• _Input rows_:

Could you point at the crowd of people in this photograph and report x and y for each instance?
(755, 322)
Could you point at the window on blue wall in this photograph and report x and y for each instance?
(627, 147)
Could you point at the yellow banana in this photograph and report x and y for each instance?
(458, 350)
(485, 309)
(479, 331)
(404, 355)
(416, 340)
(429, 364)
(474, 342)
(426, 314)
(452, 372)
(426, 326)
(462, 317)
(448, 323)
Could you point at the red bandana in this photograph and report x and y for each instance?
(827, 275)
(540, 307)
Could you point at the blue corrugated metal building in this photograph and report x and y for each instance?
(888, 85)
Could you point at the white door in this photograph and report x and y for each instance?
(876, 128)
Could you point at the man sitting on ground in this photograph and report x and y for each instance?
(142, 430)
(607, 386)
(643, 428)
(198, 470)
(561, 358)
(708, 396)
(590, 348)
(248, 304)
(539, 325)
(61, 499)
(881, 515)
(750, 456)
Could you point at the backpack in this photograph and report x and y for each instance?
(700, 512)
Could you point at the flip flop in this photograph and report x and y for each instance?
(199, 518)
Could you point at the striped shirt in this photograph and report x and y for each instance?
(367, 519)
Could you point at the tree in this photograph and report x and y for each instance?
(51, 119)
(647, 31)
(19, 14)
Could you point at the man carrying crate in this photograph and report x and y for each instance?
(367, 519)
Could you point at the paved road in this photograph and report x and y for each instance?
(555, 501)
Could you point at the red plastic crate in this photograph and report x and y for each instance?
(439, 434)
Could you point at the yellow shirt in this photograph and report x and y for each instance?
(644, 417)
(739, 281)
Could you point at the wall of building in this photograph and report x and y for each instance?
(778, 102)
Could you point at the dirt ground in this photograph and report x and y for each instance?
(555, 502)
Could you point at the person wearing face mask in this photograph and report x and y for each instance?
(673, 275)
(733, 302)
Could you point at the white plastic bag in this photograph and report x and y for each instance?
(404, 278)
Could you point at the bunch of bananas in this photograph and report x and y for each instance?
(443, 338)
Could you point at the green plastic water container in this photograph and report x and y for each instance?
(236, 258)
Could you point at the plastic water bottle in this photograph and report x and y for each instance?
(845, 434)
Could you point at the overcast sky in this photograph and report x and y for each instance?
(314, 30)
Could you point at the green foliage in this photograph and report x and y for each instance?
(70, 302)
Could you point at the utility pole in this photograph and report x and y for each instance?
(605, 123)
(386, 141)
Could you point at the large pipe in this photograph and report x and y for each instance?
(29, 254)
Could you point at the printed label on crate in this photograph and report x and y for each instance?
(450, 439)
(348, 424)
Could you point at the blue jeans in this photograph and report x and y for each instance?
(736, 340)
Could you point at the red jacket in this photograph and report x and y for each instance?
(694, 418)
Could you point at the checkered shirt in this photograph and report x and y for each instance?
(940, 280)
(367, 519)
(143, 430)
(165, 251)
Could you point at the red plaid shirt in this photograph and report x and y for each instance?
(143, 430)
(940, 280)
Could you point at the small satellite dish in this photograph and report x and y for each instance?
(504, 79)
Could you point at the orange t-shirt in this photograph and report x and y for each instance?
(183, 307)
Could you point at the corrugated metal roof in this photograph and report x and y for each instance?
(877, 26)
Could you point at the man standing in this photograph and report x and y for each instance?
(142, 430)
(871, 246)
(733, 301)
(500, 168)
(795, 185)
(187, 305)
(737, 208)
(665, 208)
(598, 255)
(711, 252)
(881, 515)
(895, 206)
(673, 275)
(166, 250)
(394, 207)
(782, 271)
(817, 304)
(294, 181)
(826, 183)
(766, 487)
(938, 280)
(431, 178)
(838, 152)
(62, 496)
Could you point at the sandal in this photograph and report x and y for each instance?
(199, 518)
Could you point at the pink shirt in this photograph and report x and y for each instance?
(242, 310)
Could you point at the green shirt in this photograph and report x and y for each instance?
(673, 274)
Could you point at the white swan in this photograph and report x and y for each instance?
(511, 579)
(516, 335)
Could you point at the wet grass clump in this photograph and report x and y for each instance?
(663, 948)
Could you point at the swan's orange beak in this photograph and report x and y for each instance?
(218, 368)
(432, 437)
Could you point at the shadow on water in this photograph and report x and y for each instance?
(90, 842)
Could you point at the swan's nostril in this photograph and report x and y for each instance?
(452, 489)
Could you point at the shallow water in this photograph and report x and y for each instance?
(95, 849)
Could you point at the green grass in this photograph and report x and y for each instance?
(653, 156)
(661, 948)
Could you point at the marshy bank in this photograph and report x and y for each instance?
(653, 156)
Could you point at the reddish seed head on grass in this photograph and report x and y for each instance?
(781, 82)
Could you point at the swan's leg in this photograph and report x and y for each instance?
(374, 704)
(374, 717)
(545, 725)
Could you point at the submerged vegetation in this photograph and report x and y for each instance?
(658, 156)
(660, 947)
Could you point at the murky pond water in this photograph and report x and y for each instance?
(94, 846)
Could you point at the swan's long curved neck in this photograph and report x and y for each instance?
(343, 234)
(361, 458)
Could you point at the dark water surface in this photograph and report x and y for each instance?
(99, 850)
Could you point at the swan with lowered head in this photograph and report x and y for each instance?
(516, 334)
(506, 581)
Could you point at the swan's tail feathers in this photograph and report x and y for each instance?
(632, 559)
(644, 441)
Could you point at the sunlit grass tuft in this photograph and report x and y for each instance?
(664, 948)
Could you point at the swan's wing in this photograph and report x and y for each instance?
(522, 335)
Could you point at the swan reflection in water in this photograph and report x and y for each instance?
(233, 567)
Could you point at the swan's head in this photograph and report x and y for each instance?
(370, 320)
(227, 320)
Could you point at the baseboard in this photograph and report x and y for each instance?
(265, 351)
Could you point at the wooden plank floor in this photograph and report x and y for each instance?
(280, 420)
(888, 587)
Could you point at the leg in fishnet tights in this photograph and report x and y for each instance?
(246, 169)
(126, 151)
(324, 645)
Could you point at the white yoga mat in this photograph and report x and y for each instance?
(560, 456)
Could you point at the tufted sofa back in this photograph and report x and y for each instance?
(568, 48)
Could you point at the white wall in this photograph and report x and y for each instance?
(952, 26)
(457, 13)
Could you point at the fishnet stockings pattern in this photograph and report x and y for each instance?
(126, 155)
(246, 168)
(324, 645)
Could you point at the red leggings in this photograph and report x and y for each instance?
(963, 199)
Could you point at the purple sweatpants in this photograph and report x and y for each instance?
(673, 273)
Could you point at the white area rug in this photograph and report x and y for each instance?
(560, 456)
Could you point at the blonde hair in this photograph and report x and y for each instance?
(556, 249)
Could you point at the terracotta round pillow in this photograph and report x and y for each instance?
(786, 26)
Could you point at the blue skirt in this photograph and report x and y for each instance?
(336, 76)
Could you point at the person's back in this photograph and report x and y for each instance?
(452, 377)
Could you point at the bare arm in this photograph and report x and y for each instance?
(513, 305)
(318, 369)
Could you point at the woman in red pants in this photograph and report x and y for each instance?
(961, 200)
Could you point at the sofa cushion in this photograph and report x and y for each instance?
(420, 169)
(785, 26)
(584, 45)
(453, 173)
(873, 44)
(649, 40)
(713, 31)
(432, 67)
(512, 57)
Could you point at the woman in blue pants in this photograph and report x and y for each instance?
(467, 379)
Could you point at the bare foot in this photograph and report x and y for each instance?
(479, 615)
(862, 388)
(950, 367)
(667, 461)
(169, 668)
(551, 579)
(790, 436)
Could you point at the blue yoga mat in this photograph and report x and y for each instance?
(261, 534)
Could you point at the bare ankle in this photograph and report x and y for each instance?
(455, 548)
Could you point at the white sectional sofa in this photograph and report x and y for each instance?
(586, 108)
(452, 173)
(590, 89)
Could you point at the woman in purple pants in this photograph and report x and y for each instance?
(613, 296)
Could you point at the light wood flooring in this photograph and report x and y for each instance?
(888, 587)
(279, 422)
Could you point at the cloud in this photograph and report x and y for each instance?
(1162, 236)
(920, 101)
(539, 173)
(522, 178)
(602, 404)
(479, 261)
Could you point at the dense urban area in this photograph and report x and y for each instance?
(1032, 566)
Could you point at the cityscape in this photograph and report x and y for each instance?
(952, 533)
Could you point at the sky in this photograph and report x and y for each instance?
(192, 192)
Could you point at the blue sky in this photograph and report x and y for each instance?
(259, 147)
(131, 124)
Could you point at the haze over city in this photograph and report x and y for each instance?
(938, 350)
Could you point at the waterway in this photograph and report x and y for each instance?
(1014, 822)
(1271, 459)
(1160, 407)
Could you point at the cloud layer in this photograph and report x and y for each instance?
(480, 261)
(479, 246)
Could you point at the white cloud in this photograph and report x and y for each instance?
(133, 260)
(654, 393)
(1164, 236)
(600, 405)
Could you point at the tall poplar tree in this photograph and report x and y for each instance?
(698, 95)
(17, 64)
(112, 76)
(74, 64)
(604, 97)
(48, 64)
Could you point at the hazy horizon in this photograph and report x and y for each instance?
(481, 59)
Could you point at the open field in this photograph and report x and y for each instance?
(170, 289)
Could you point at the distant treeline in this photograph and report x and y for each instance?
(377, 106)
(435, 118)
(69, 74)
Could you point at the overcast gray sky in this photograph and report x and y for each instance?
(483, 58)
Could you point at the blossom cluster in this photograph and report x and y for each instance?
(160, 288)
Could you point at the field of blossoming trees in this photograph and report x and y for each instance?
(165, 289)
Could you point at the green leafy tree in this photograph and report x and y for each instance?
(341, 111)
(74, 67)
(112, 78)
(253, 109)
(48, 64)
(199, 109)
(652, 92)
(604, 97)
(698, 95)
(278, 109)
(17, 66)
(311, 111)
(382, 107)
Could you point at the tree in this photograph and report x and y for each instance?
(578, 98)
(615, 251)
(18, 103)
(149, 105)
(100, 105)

• _Instructions to follow_: Set down exactly what runs from the line with "Could you point at the cityscape" to the last line of the data above, including both of those lines and no others.

• _Correct output_:
Could you point at the cityscape in this photograph and report x and y for each instance?
(952, 533)
Could you point at the sky in this photograph and report x and y for each instance?
(192, 192)
Could you point at the blue sky in this photograph and report x and y for each instance?
(259, 147)
(131, 124)
Could you point at the haze over city in this photograph and report x and y for each instance?
(938, 350)
Could you point at the waterway in this photograph and report x and y for each instance?
(1014, 822)
(1271, 459)
(1160, 407)
Could you point at the cloud layer in this photograph and report x and y for each instance?
(480, 261)
(479, 246)
Could you point at the white cloud in this photograph and report x and y for each instance?
(133, 260)
(654, 393)
(1164, 236)
(600, 405)
Could you point at the tall poplar tree in this photograph and report x and y for each instance?
(698, 95)
(17, 64)
(112, 76)
(74, 64)
(604, 97)
(48, 64)
Could you point at the hazy horizon in this photograph and report x and y for each instance?
(481, 59)
Could you point at the open field in this photograph and report x and y for each instance?
(170, 289)
Could you point at the distant treeline in this photograph and report x and y for each instance?
(377, 106)
(435, 118)
(69, 74)
Could you point at the overcast gray sky in this photograph and report x and y for each instance?
(483, 58)
Could you point at the blossom cluster in this photograph and report x and y for each instance?
(160, 288)
Could you point at the field of blossoming trees in this photograph and report x and y for each instance?
(165, 289)
Could you point at the green leafy tree in this photograph and report x and y for each instance?
(341, 111)
(74, 67)
(112, 78)
(253, 109)
(48, 64)
(199, 109)
(652, 92)
(604, 97)
(698, 95)
(278, 109)
(17, 66)
(311, 111)
(382, 107)
Could you point at the tree in this photograph and report x and y for each instance?
(578, 98)
(615, 251)
(18, 103)
(149, 105)
(100, 105)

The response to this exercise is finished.